▶ _Document extract_
>>>>

Part of her work included forming the group Alliance Against Physical Restraint in Psychiatric Care with local anti-restraint activists.
The group had so far gathered more than 5300 signatures on a petition to the Japanese Ministry of Health, Labour and Welfare to try to get them to change their laws on mental health care.
"We are going to print it out and bring it in person to the ministry on the anniversary of Kelly's death," Savage said.
"Over 10,000 people in Japan are now being held like Kelly was, tied to their beds. It's just not accepted practice internationally to do that."
She was determined to see the Japanese Government end the practice of prolonged restraint of psychiatric patients.
"I don't want to let it go. I'm putting a lot of energy and I'm going to keep it up until I get results," she said.
"I'm pretty tenacious, I'm a mother tiger and I'm not going to let them do it to other people's children without putting up a fight."
Savage will also be making a half hour presentation to a Japanese press club outlining the changes she wants to see from their Government.

<<<<

▶ _Directions_
Could you write what comes next in the article about the campaign against physical restraint in Japanese psychiatric care, picking up after its last sentence?

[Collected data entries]

>>>>

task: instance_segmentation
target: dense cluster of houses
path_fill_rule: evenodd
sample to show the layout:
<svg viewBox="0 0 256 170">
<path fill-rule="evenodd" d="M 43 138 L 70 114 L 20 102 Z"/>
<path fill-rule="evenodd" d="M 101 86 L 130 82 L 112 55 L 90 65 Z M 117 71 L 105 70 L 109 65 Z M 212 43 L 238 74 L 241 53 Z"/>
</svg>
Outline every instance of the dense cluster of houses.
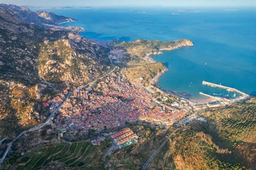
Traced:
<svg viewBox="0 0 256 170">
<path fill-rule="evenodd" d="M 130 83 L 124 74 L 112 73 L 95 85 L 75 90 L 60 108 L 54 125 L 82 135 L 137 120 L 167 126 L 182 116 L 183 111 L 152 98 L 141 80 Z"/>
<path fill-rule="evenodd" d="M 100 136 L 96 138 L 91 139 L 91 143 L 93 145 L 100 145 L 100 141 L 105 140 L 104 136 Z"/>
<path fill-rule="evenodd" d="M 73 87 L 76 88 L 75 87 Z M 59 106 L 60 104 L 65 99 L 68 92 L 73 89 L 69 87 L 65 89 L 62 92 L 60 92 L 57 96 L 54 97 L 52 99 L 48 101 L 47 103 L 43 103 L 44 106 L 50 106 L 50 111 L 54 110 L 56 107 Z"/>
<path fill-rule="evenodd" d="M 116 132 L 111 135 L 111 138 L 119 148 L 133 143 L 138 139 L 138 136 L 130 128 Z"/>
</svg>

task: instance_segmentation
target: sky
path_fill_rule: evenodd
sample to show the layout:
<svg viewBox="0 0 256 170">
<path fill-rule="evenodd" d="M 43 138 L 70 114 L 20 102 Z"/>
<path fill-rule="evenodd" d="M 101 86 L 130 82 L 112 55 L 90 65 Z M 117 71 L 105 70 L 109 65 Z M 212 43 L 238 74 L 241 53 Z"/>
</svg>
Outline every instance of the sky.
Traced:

<<<<
>>>>

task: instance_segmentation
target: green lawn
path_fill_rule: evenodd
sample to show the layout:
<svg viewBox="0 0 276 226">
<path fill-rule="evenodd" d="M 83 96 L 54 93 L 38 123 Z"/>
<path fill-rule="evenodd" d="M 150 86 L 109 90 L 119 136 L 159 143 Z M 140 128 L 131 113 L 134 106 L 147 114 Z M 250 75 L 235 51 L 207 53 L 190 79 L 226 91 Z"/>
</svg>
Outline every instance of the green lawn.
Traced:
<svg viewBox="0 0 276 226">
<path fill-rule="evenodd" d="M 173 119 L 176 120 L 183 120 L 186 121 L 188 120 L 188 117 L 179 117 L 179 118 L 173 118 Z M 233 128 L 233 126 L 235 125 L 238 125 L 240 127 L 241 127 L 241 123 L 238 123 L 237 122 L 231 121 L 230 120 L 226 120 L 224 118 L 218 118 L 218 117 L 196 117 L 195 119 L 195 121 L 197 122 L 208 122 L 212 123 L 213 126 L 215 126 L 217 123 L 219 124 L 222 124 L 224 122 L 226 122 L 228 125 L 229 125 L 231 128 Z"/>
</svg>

<<<<
>>>>

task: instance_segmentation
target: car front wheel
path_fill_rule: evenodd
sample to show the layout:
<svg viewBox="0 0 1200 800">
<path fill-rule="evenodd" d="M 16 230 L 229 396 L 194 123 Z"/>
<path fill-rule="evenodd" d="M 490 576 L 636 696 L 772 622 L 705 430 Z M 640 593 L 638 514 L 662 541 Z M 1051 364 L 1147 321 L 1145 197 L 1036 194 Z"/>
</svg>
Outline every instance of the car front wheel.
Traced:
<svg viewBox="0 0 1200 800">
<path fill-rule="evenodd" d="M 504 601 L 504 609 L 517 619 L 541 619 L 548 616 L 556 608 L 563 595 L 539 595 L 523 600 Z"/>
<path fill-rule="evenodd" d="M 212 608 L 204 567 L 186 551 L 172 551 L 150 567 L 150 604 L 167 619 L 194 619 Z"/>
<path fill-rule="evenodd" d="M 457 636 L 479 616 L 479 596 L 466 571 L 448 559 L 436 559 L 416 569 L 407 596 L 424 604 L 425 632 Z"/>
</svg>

<<<<

▶ _Response to the exercise_
"I think the Japanese have a desire to be part of the rest of the world. They're very high in many aspects of medicine and science, but in this one they're at the bottom.
"So I think it's a shame to them, and I hope that they do feel shamed and they change their practice."
She believed international attention and reporting on her son's case had helped raise awareness of the issue within Japan, where mental illness is stigmatised and families often don't want to talk publicly if their relatives had been mistreated or died in psychiatric care.
Kelly's father Mike Savage has also penned a letter slated to run in the Japan Times on the anniversary of his death, decrying the use of restraints.
Thursday will mark a year since Kelly died and the family will gather in Japan where his brother Pat Savage lives with his wife and two young children to remember their much loved son, brother and uncle.
A year without her youngest son had been hard, and Martha Savage said she had been thinking about Kelly a lot with the anniversary approaching.
"I can look at the calendar and say ok, 'today is the last day he was breathing on his own'. Little things can set you off, songs or whatever.
"It's hard. You never really get over it."